- **Exercise**: Please copy every line of the items below word for word, leaving out the pictures.

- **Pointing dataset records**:
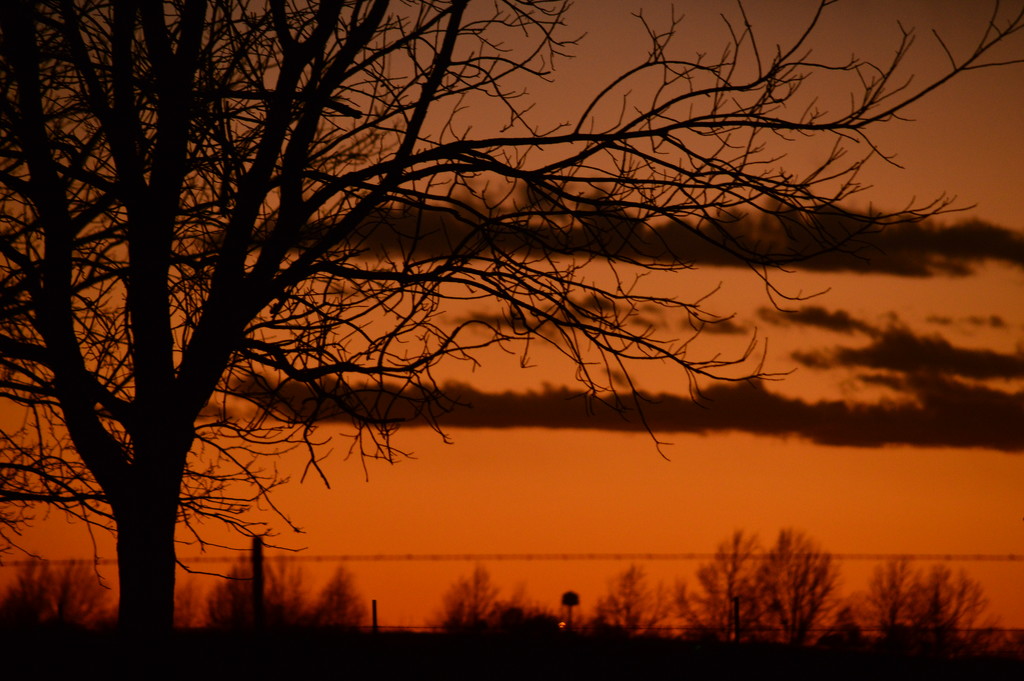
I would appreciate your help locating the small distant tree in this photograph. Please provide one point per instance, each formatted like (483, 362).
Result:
(70, 594)
(934, 612)
(726, 583)
(339, 604)
(286, 597)
(796, 583)
(470, 604)
(632, 604)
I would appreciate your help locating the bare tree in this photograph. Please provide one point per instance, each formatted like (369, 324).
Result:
(470, 604)
(224, 220)
(797, 584)
(288, 599)
(66, 594)
(339, 604)
(632, 604)
(728, 590)
(934, 611)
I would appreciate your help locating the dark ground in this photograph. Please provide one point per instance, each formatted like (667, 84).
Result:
(295, 655)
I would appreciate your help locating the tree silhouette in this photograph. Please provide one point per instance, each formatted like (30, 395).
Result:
(632, 605)
(69, 594)
(934, 611)
(470, 604)
(288, 600)
(796, 584)
(727, 587)
(225, 220)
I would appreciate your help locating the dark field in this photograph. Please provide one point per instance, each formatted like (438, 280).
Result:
(407, 655)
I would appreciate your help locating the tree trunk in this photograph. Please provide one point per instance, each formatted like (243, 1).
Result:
(146, 562)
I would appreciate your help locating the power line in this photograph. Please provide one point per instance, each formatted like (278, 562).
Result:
(553, 557)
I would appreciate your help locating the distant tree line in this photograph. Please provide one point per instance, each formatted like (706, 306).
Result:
(71, 595)
(787, 593)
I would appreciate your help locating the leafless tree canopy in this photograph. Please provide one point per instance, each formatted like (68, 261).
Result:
(934, 611)
(223, 219)
(632, 604)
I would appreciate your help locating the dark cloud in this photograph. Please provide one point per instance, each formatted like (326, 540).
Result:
(943, 413)
(826, 243)
(900, 350)
(818, 316)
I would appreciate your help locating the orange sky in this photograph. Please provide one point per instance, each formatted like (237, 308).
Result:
(536, 490)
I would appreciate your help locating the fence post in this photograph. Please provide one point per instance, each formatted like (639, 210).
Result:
(259, 612)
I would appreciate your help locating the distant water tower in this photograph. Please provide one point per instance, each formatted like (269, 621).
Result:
(569, 600)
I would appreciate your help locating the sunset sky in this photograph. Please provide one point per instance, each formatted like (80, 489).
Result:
(896, 425)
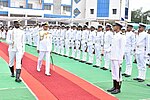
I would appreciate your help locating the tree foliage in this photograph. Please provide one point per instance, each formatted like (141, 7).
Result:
(138, 16)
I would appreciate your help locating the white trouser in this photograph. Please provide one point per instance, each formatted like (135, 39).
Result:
(107, 59)
(35, 40)
(141, 63)
(78, 49)
(61, 46)
(98, 54)
(67, 44)
(30, 40)
(26, 38)
(15, 54)
(148, 60)
(73, 49)
(57, 45)
(128, 58)
(90, 51)
(41, 56)
(115, 70)
(83, 47)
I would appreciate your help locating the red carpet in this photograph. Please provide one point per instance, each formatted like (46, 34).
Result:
(63, 86)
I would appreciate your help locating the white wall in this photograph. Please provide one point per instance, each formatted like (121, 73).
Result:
(67, 2)
(91, 4)
(48, 1)
(18, 3)
(36, 4)
(114, 4)
(65, 12)
(81, 6)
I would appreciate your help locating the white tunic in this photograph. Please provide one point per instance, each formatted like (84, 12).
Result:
(108, 36)
(44, 41)
(142, 43)
(130, 42)
(118, 46)
(18, 36)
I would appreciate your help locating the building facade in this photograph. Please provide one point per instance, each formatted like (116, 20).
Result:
(102, 9)
(80, 9)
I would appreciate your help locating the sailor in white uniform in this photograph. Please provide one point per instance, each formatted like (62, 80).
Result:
(73, 38)
(67, 41)
(44, 48)
(78, 42)
(108, 36)
(16, 41)
(129, 49)
(91, 40)
(117, 53)
(98, 45)
(84, 41)
(141, 50)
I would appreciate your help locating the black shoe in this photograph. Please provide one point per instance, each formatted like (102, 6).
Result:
(18, 80)
(89, 63)
(148, 84)
(105, 68)
(110, 90)
(102, 68)
(12, 71)
(124, 74)
(70, 57)
(136, 79)
(95, 66)
(18, 72)
(12, 75)
(116, 91)
(127, 75)
(141, 80)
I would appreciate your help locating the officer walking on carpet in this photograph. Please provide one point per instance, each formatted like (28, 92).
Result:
(142, 48)
(117, 52)
(16, 41)
(44, 48)
(129, 49)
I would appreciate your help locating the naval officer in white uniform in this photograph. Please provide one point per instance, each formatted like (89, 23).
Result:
(44, 48)
(116, 56)
(16, 41)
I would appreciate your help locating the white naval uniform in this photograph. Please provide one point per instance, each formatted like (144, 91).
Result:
(91, 40)
(4, 34)
(67, 42)
(73, 43)
(142, 48)
(84, 41)
(58, 41)
(44, 45)
(148, 58)
(35, 35)
(116, 56)
(17, 49)
(54, 39)
(129, 49)
(78, 44)
(62, 41)
(30, 36)
(98, 47)
(108, 36)
(0, 34)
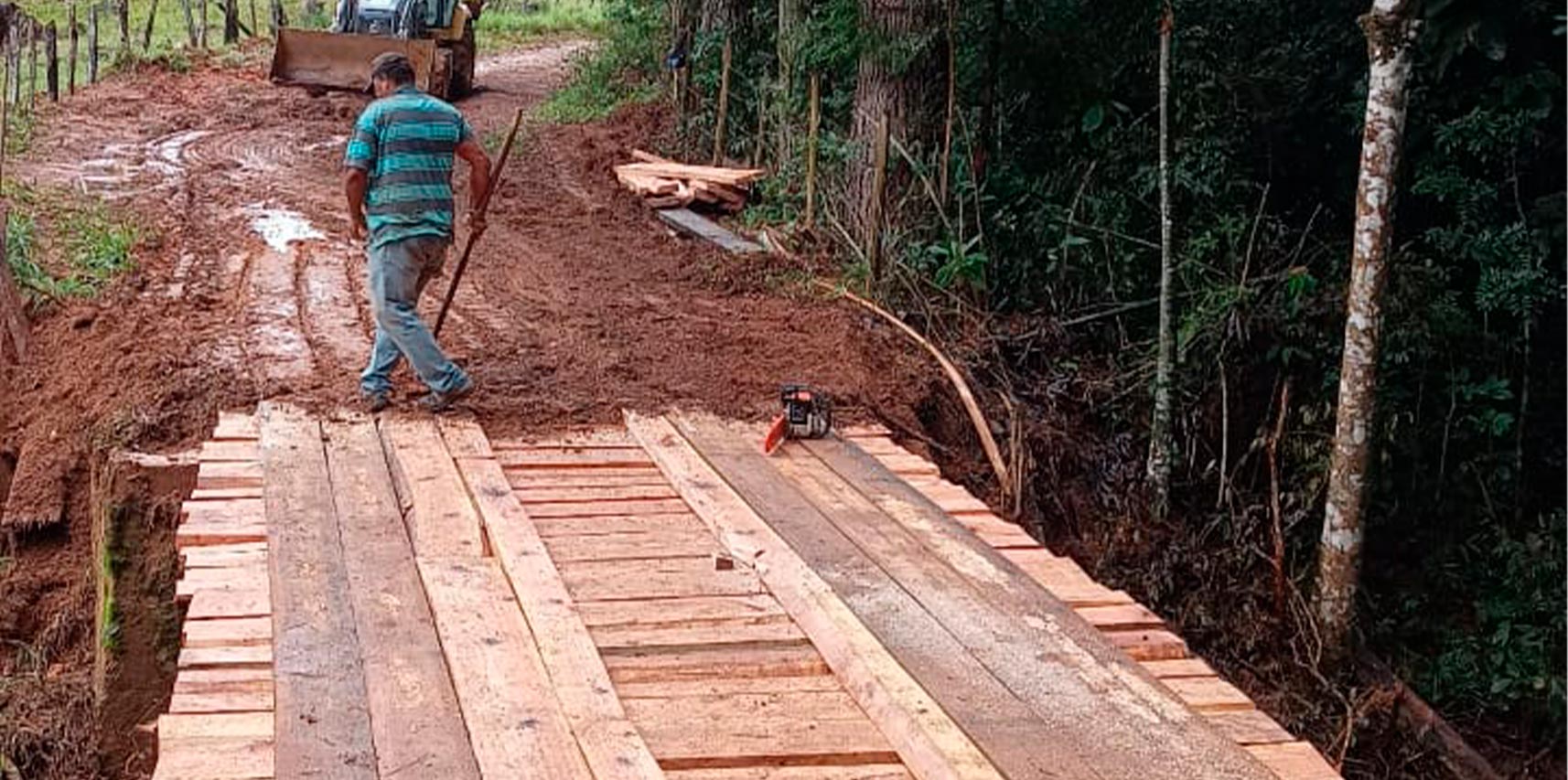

- **Result of the exercise**:
I would appreciate your help locating the small distant tree in this photograph. Please provide one point per instance, each formatted like (483, 362).
Result:
(70, 594)
(934, 612)
(726, 583)
(339, 604)
(286, 597)
(796, 583)
(470, 604)
(632, 604)
I would appreciate your help locating the bare tree in this photograph. Please provide one point per instance, each formatted like (369, 324).
Result:
(470, 604)
(224, 220)
(797, 584)
(288, 599)
(66, 594)
(339, 604)
(632, 604)
(728, 590)
(934, 611)
I would appreciate your help locating the dark ground in this photograph. Please provide one point per instance, each formatted like (667, 84).
Result:
(295, 655)
I would appreciate your help locating the tree silhouette in this photograph. Please provide one point per instance, each formatted like (30, 395).
Result:
(632, 605)
(69, 594)
(934, 611)
(470, 604)
(288, 600)
(796, 584)
(727, 587)
(225, 220)
I would appreciate your help locating the dark field in this photograph. Please provide one point per instance, each formatted like (438, 280).
Result:
(407, 655)
I would appreciate your help locating the tree trunk in this photograph. Please provide one point per instance, each formatted like (243, 1).
Result:
(146, 562)
I would appreciate your help locating the power line in this photograph. Please provide one point per instance, each formatted like (278, 562).
Result:
(553, 557)
I would appreciate your help locating the distant tree line in this photograph. Please provide one point per instance, each formatted like (706, 306).
Result:
(71, 595)
(787, 593)
I would appreciate your help locating the leafless tree canopy in this photograph. Please provide one point per instance, each formatted like (68, 261).
Result:
(934, 611)
(223, 219)
(632, 604)
I would appreciate your help locating the dark cloud in this photograph. Please provide one point per instance, each formatted like (326, 540).
Result:
(943, 413)
(826, 243)
(900, 350)
(818, 316)
I would appreciate your help locating the orange sky in this photograph. Please provide one point per instance, each formatted like (237, 308).
Result:
(536, 490)
I would appreciate your help locating the fence post in this photograph. Please provide one point per instance, each formatted like (639, 210).
Result:
(259, 612)
I would appreciate your help locating the distant water tower in this photograph. Please provide one point per instance, each formatted like (269, 621).
Result:
(569, 600)
I would appreciate your help locating the sunset sky in this photograph. Please provide one point per instance, each formatted like (80, 489).
Result:
(896, 425)
I would appreciate your help locating the tree foliage in this photograph. Please provide one point per instance, each formatted like (141, 7).
Result:
(138, 16)
I would appreciate your help locating the white trouser in this photograph. Please provide one point per instance, each formatted like (135, 39).
Result:
(107, 59)
(35, 40)
(141, 63)
(78, 49)
(61, 46)
(98, 54)
(67, 44)
(30, 40)
(26, 38)
(15, 54)
(148, 60)
(73, 49)
(57, 45)
(128, 58)
(90, 51)
(41, 56)
(115, 70)
(83, 47)
I would appreciate your help locating the red carpet in this photograph. Please provide one point per instance, each formatted like (46, 34).
Result:
(63, 86)
I would appreciate your help locating the white wall in this photograph. Please provide one point per instance, each formatted like (121, 73).
Result:
(67, 2)
(91, 4)
(48, 1)
(18, 3)
(36, 4)
(114, 4)
(65, 12)
(81, 6)
I would appreciate your help locating the white tunic in this photograph. Please provide one point per instance, each formatted like (84, 12).
Result:
(108, 36)
(44, 41)
(142, 43)
(130, 42)
(118, 46)
(18, 36)
I would appreciate your help locating the building facade in this photograph. Please provide one point per instance, each formatted like (116, 20).
Result:
(102, 9)
(80, 9)
I would appreciate your help locating the sailor in white uniform in this photograph. Please provide one point per instance, each formatted like (62, 80).
Result:
(73, 38)
(67, 41)
(44, 48)
(78, 42)
(108, 36)
(16, 41)
(129, 49)
(91, 40)
(117, 53)
(98, 45)
(84, 41)
(141, 50)
I would appreciate your help locating the black shoe in this photograph. Please provide one point per instance, each formatted like (102, 6).
Result:
(18, 80)
(89, 63)
(148, 84)
(105, 68)
(110, 90)
(102, 68)
(12, 71)
(124, 74)
(70, 57)
(136, 79)
(95, 66)
(18, 72)
(12, 75)
(116, 91)
(127, 75)
(141, 80)
I would appreciate your help locating the officer walking on carpet in this photograph. Please provide one point per instance, each formatted like (28, 92).
Result:
(142, 48)
(117, 52)
(16, 41)
(44, 48)
(129, 49)
I would appreciate your help locating the naval officer in white uniform in this photograph. Please provide one point per instance, each formatted like (89, 23).
Result:
(44, 48)
(116, 56)
(16, 41)
I would appreciate your help locating the white naval uniform in this photograph. Please provide one point per instance, each formatted like (144, 91).
Result:
(91, 40)
(4, 34)
(67, 42)
(73, 43)
(142, 48)
(84, 41)
(58, 41)
(44, 45)
(148, 58)
(35, 35)
(116, 56)
(17, 49)
(54, 39)
(129, 49)
(78, 44)
(62, 41)
(30, 36)
(98, 47)
(108, 36)
(0, 34)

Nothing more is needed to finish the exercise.